What to do: Reproduce only the lines from the one containing "Reviewer note: every instance of the person" through the end of the entries, both ends included, keeping the requests unchanged. Shift each answer coordinate by adding 96 to both of its numbers.

Records to process:
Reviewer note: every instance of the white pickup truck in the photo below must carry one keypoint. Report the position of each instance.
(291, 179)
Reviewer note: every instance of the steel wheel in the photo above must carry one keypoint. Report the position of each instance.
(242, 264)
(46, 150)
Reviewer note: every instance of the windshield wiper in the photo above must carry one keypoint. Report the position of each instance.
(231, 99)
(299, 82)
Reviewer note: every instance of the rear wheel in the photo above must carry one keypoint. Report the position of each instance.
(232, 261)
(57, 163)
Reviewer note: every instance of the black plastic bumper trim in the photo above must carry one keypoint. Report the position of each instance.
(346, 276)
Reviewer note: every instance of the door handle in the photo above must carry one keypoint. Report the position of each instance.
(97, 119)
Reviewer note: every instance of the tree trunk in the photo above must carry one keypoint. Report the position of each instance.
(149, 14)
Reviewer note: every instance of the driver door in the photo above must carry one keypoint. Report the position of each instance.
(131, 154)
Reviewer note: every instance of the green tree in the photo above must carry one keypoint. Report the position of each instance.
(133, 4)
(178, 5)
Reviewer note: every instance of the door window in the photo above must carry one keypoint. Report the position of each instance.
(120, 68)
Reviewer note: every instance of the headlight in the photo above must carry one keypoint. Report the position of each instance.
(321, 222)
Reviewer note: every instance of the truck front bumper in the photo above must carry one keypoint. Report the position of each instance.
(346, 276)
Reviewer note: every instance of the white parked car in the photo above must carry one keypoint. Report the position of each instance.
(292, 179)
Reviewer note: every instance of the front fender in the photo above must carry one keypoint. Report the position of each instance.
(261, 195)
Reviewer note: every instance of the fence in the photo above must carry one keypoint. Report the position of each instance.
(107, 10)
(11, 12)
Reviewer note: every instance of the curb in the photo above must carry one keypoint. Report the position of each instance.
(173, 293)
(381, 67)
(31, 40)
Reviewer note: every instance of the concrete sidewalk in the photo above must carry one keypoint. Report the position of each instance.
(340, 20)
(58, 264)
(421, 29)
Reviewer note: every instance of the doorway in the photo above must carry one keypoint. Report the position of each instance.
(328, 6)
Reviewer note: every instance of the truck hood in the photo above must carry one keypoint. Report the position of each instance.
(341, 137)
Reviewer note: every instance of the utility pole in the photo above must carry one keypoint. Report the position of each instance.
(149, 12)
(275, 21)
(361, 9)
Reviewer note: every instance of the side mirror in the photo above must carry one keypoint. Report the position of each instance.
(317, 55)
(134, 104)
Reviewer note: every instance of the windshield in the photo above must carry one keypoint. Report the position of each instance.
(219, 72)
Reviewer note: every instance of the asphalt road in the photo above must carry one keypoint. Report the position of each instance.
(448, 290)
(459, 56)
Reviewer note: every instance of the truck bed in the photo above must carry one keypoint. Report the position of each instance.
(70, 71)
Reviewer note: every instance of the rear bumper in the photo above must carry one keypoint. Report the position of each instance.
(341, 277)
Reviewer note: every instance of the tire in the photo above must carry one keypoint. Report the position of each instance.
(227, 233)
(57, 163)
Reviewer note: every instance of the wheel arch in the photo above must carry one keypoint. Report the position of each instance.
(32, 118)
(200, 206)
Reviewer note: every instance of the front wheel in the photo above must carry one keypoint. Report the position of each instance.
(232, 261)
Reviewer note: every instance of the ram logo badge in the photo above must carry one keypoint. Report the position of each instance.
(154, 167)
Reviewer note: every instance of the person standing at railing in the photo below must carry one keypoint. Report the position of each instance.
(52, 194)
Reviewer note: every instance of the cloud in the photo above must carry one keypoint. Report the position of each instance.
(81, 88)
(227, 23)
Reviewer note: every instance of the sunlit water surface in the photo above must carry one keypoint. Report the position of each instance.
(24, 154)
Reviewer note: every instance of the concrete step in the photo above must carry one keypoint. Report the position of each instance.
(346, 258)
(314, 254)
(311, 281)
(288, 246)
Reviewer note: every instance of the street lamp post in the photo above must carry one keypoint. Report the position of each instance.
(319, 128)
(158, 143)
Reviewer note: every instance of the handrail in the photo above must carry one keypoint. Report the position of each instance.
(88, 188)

Output below:
Reviewer note: every instance of the person standing at railing in the photo below must carry one keypoint. Report the position of each instance.
(148, 290)
Reviewer note: every instance of the cloud in the photo above must carry one keypoint. Report the position of each instance.
(177, 184)
(323, 119)
Reviewer note: every instance of the sunlit water surface in the photo above must carry one keypoint. Report the position of each instance.
(120, 250)
Reviewer note: every instance of the concrete step in the photo above must carry one keypoint. Report the position of each instance.
(442, 354)
(410, 350)
(407, 377)
(384, 342)
Reviewer note: every instance of the street lamp post in the photo above must carry one keypoint. Report the position of each instance.
(415, 224)
(254, 239)
Reviewer note: every instance of the handrail in the photo above must carry one keypoint. Report the position of each instance.
(184, 284)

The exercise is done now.